Dataset entries:
--- START ---

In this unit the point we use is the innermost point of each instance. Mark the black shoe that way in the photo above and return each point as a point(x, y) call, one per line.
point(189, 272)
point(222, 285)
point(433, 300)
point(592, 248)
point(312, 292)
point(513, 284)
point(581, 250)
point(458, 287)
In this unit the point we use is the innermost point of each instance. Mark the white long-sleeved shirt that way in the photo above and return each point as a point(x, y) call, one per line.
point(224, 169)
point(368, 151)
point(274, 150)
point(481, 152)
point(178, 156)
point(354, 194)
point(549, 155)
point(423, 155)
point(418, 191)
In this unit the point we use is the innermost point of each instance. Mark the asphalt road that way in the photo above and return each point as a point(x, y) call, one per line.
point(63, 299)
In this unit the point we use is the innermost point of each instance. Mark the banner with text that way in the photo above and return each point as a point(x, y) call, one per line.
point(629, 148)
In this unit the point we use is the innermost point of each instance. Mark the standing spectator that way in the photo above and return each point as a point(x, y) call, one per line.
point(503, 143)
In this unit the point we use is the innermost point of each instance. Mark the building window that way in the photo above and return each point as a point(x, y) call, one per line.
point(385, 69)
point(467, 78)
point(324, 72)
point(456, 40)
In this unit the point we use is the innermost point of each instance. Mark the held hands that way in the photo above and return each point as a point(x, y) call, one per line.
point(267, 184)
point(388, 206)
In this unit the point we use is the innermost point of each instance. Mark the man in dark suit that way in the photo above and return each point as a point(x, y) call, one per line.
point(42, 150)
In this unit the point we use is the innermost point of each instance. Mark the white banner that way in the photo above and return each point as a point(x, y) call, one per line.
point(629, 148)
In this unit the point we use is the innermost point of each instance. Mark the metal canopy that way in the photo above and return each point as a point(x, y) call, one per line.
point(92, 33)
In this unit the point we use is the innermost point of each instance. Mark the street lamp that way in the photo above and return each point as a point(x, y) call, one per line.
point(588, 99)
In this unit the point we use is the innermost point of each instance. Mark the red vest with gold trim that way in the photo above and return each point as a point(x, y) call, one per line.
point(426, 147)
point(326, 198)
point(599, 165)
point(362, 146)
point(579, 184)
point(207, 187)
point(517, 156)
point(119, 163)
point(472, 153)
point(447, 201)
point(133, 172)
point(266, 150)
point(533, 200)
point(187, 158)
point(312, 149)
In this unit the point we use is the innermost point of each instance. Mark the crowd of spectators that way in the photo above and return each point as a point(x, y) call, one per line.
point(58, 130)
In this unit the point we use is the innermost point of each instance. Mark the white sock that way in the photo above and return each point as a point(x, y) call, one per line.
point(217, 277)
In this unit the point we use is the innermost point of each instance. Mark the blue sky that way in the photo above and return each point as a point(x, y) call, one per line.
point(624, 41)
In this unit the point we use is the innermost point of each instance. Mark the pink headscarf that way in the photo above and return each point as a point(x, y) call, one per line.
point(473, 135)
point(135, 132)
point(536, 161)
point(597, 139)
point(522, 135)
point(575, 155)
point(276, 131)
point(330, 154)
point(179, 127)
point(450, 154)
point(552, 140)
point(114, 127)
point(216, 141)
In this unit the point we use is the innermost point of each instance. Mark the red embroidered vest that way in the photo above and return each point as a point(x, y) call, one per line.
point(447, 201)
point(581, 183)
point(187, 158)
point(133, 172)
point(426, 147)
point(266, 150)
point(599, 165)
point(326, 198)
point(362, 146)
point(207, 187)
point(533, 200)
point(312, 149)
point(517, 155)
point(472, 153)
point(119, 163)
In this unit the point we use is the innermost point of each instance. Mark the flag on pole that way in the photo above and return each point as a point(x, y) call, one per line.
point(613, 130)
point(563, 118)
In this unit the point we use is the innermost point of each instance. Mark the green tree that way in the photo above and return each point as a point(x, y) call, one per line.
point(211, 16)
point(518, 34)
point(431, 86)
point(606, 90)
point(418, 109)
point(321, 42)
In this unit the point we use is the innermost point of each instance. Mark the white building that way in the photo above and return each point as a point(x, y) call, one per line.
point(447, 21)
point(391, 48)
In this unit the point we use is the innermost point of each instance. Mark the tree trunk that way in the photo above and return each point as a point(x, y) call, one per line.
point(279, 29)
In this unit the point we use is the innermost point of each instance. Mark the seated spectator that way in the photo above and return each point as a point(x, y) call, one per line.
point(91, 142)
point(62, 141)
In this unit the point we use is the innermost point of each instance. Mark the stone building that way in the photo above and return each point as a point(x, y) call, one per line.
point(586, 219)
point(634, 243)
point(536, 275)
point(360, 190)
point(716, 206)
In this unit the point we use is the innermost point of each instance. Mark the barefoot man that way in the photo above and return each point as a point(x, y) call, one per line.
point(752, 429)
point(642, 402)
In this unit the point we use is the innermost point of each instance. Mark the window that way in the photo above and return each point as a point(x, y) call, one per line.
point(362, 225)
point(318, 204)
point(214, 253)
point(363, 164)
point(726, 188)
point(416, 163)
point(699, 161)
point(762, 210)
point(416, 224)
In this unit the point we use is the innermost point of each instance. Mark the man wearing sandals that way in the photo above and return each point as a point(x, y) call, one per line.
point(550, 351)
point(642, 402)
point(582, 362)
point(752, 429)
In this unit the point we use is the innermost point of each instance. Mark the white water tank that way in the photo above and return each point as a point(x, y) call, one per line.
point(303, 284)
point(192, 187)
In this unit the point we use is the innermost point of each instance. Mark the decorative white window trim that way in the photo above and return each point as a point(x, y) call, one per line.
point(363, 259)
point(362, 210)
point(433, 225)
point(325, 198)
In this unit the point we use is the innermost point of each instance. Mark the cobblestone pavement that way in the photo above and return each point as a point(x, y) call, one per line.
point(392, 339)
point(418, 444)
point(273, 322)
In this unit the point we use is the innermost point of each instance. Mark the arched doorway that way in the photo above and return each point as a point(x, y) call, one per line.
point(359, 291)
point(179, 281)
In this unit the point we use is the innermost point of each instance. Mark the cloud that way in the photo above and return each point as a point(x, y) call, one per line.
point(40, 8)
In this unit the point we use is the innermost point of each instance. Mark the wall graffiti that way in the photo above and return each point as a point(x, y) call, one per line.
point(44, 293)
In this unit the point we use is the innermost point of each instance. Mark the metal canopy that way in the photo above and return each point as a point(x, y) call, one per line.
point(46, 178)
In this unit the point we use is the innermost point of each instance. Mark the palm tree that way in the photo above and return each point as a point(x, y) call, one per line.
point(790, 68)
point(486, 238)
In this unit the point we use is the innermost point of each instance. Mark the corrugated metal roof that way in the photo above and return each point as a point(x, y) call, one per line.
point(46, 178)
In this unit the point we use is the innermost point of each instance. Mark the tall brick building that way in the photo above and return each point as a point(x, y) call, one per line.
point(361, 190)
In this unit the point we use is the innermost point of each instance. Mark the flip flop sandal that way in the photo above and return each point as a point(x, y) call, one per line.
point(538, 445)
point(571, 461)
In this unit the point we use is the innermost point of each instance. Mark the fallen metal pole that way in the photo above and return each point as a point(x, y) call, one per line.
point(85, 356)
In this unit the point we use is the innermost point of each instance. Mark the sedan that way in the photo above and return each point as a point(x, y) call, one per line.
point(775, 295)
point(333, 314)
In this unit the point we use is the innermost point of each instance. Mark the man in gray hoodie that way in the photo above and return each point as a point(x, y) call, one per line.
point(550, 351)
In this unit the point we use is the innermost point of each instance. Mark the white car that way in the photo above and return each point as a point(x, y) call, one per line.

--- END ---

> _WHAT THE TASK REQUIRES_: Every record above is to be copied exactly.

> _SOLVED PROBLEM_:
In this unit the point we use is the innermost point of each instance. Mark the black shoe that way in the photo above and return each point as a point(x, y) call, one per line.
point(189, 272)
point(222, 285)
point(433, 300)
point(592, 248)
point(312, 292)
point(513, 284)
point(581, 250)
point(458, 287)
In this unit the point we use is the innermost point of each instance. Mark the white long-sleeved shirt that way in the photo above and return each point as a point(x, y) call, one per line.
point(224, 169)
point(368, 151)
point(274, 150)
point(481, 152)
point(178, 156)
point(354, 194)
point(549, 155)
point(423, 155)
point(418, 191)
In this unit the point we use is the innermost point of each instance. Mark the asphalt road that way in the photo above and return each point as a point(x, y) call, one per line.
point(63, 299)
In this unit the point we use is the innermost point of each instance. Mark the banner with text that way in the photo above and return each point as a point(x, y) call, one per line.
point(629, 148)
In this unit the point we use is the innermost point of each instance. Mark the standing spectator that way in the photo above and return each point as a point(x, y) call, one per line.
point(503, 143)
In this unit the point we use is the innermost point of each instance. Mark the building window that way in the photo above and return each point as a point(x, y) call, one per line.
point(385, 69)
point(467, 78)
point(324, 72)
point(456, 40)
In this unit the point we use is the innermost point of each instance. Mark the held hands that way in the photo above and return each point as a point(x, y) call, one per line.
point(267, 184)
point(388, 206)
In this unit the point we use is the innermost point of each instance. Mark the man in dark suit that way in the photo above and return each point as a point(x, y) call, one per line.
point(42, 150)
In this unit the point we use is the innermost point of each instance. Mark the white banner that way in the photo above and return each point as a point(x, y) call, one per line.
point(629, 148)
In this unit the point we use is the innermost point of each instance. Mark the metal canopy that way in the photo above and return each point as a point(x, y) call, one per line.
point(92, 33)
In this unit the point we use is the innermost point of each instance. Mark the street lamp that way in the photo above and return each point as a point(x, y) call, one per line.
point(588, 99)
In this unit the point we use is the innermost point of each instance. Mark the red vest with gold trim that way in the photo above and return each point as a point(x, y) call, one per line.
point(426, 147)
point(326, 198)
point(599, 165)
point(362, 146)
point(579, 184)
point(207, 187)
point(517, 156)
point(119, 163)
point(472, 153)
point(447, 201)
point(133, 172)
point(266, 150)
point(533, 200)
point(187, 158)
point(312, 149)
In this unit the point we use is the innermost point of each instance. Mark the crowd of spectators that way in the photo above and return each point as a point(x, y) call, one per line.
point(58, 130)
In this unit the point we use is the innermost point of each instance. Mark the white sock that way in the photo above and return each point as a point(x, y) call, one per line.
point(217, 277)
In this unit the point we use is the innermost point of each instance. Mark the blue sky that way in the photo above and return each point as a point(x, y) call, one per line.
point(624, 41)
In this unit the point we use is the innermost point of each instance. Mark the pink headscarf that way in the photo above and return each point as a point(x, y) call, one per line.
point(473, 135)
point(135, 132)
point(536, 161)
point(597, 139)
point(522, 135)
point(575, 155)
point(276, 131)
point(330, 154)
point(179, 127)
point(450, 154)
point(552, 140)
point(114, 127)
point(216, 141)
In this unit the point we use is the innermost point of each instance. Mark the red embroidered vest that way in the photo above and return each point as a point(x, y) call, one per line.
point(447, 201)
point(581, 183)
point(187, 158)
point(133, 172)
point(426, 147)
point(266, 150)
point(599, 165)
point(326, 198)
point(362, 146)
point(207, 187)
point(533, 200)
point(312, 149)
point(517, 155)
point(472, 153)
point(119, 163)
In this unit the point we use is the innermost point of each instance. Mark the flag on pole that way in the photo above and return each point as a point(x, y) call, one per line.
point(613, 130)
point(563, 118)
In this unit the point we use is the innermost point of each instance. Mark the green tree that way in the photo above and return each point as a point(x, y) call, one per line.
point(211, 16)
point(518, 34)
point(431, 86)
point(606, 90)
point(418, 109)
point(321, 42)
In this unit the point we use is the innermost point of each instance. Mark the white building that way in the photo above and return each point as a point(x, y) call, one per line.
point(447, 21)
point(391, 48)
In this unit the point we use is the innermost point of each instance. Mark the tree trunk that way in the photo above and return each point as a point(x, y) call, one per line.
point(279, 29)
In this unit the point we use is the innermost point of each instance. Mark the seated spectator that way in the photo above and return each point as a point(x, y) call, one per line.
point(91, 142)
point(62, 141)
In this unit the point we use is the innermost point of each instance. Mark the stone building that way in the photo above and return each point as a point(x, y) call, one per line.
point(586, 219)
point(634, 243)
point(536, 275)
point(360, 190)
point(716, 206)
In this unit the point we use is the innermost point of each instance. Mark the barefoot man that way in the photo above and return each point as a point(x, y) call, one per line.
point(752, 429)
point(642, 402)
In this unit the point we use is the innermost point of each instance. Mark the window that way in the photo above and return each point as a point(x, y) call, one per line.
point(362, 225)
point(318, 204)
point(214, 253)
point(363, 164)
point(726, 188)
point(416, 163)
point(699, 161)
point(762, 210)
point(416, 224)
In this unit the point we use is the innermost point of each instance. Mark the man wearing sandals that way in the photo above and return each point as a point(x, y) call, one per line.
point(550, 351)
point(642, 402)
point(582, 362)
point(752, 429)
In this unit the point we use is the innermost point of each instance. Mark the white water tank that way in the photo above and return each point as a point(x, y) call, one per line.
point(303, 284)
point(192, 187)
In this unit the point we use is the innermost point of each instance. Mark the decorative white window trim that way in the photo above and return each point as a point(x, y) call, one per line.
point(363, 259)
point(362, 210)
point(433, 225)
point(325, 198)
In this unit the point we use is the innermost point of each instance. Mark the cobblestone pavement that way in the photo above and return each point as a point(x, y) call, one per line.
point(392, 339)
point(418, 444)
point(273, 322)
In this unit the point we use is the innermost point of each instance. Mark the arched doorway that way in the photo above and return each point as a point(x, y) call, one per line.
point(359, 291)
point(179, 281)
In this unit the point we use is the innermost point of each instance. Mark the cloud that way in the photo above and return each point as a point(x, y) call, one per line.
point(40, 8)
In this unit the point we use is the innermost point of each instance. Mark the wall graffiti that way in the photo above and return each point as a point(x, y) call, one per line.
point(44, 293)
In this unit the point we use is the innermost point of each instance. Mark the metal canopy that way in the photo above and return each point as a point(x, y) call, one per line.
point(46, 178)
In this unit the point we use is the innermost point of each instance. Mark the palm tree that way in the photo above and return each point as a point(x, y) call, one per line.
point(790, 68)
point(486, 238)
In this unit the point we use is the innermost point of each instance. Mark the corrugated metal roof that way in the photo above and return each point as a point(x, y) call, one per line.
point(46, 178)
In this unit the point we use is the innermost point of each instance. Mark the tall brick building that way in the photo above and return each point as a point(x, y) call, one per line.
point(361, 190)
In this unit the point we use is the innermost point of each instance. Mark the flip flop sandal that way in the photo above and return each point as a point(x, y) call, one per line.
point(538, 445)
point(571, 461)
In this unit the point we use is the innermost point of each instance. Mark the fallen metal pole that way in the photo above and return each point as a point(x, y) call, one per line.
point(85, 356)
In this unit the point we use is the innermost point of each instance. Mark the sedan that way in the photo above and return each point as a point(x, y) call, one per line.
point(775, 295)
point(333, 314)
In this unit the point we use is the innermost point of each instance. Mark the man in gray hoodie that way in the photo above and return each point as a point(x, y) call, one per line.
point(550, 351)
In this unit the point we use is the innermost point of each instance. Mark the white car that way in the photo above and return each point as a point(x, y) call, one per line.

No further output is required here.